> [Try it]: Every line of the material that includes the word "cloud" is to be shown.

> [Information given]:
○ ○ ○ ○
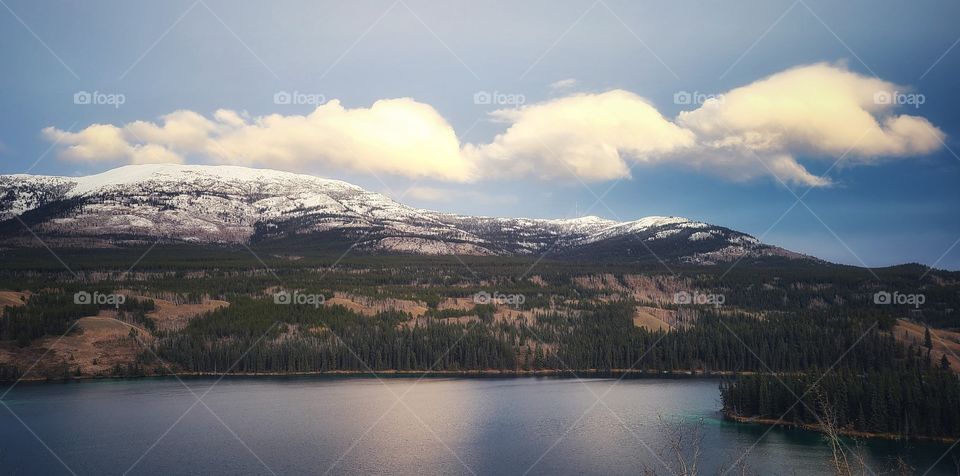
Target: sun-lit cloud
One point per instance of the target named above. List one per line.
(815, 111)
(590, 136)
(770, 127)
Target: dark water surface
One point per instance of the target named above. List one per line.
(357, 426)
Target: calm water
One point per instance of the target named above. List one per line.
(352, 426)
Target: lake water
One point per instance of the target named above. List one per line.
(356, 425)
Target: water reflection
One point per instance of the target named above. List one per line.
(355, 425)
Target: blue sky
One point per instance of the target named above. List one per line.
(206, 56)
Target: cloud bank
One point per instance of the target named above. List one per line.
(814, 112)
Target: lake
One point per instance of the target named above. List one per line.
(356, 425)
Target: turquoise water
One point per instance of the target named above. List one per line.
(357, 426)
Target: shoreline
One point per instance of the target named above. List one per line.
(495, 373)
(844, 432)
(587, 373)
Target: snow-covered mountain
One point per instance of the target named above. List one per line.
(225, 204)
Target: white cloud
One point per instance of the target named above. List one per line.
(591, 136)
(815, 111)
(764, 128)
(107, 143)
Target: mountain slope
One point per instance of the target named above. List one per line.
(226, 204)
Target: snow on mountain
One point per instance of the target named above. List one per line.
(228, 204)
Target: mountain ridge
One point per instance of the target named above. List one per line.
(231, 204)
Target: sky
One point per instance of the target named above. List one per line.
(828, 128)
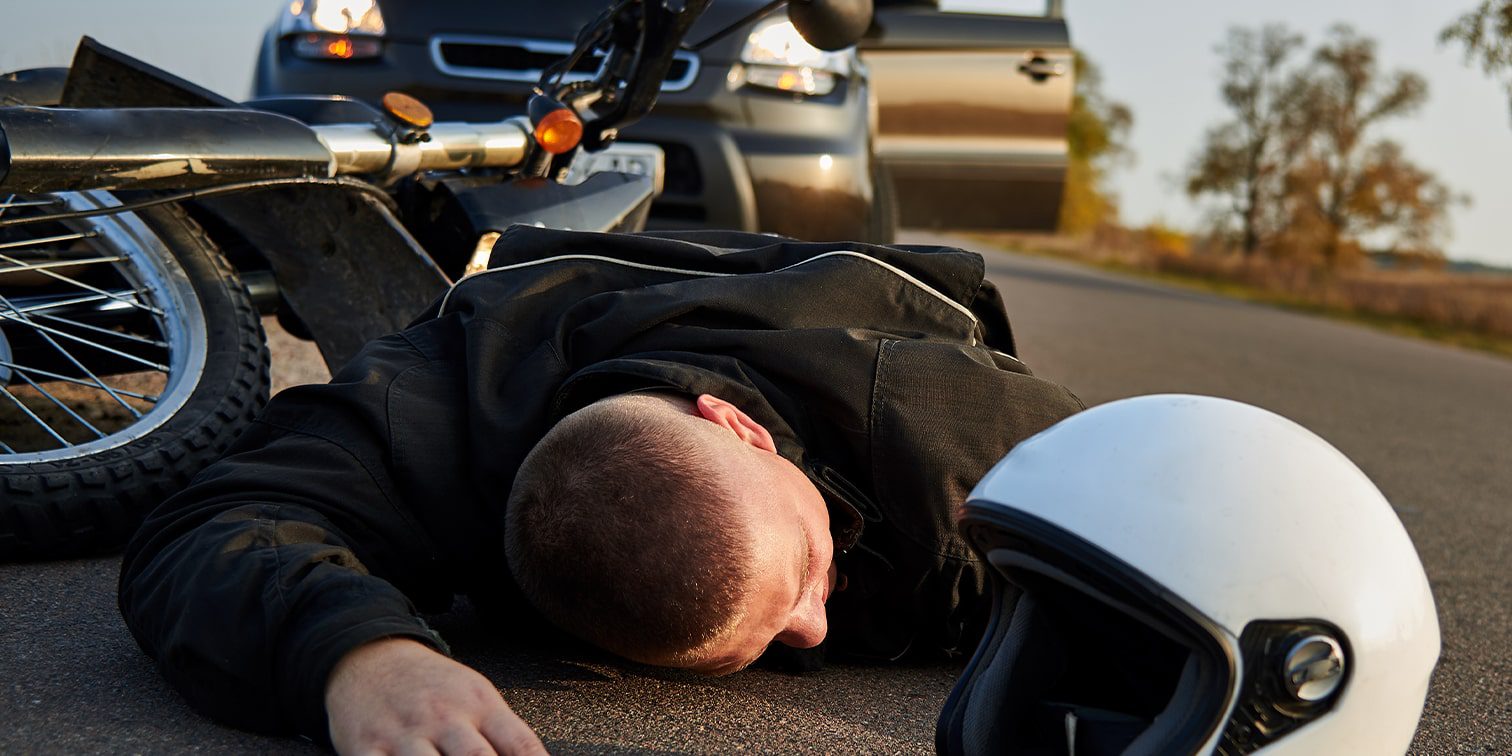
○ ○ ○ ○
> [Exercise solution]:
Target: sun-lit cloud
Target: cloud bank
Target: white cloud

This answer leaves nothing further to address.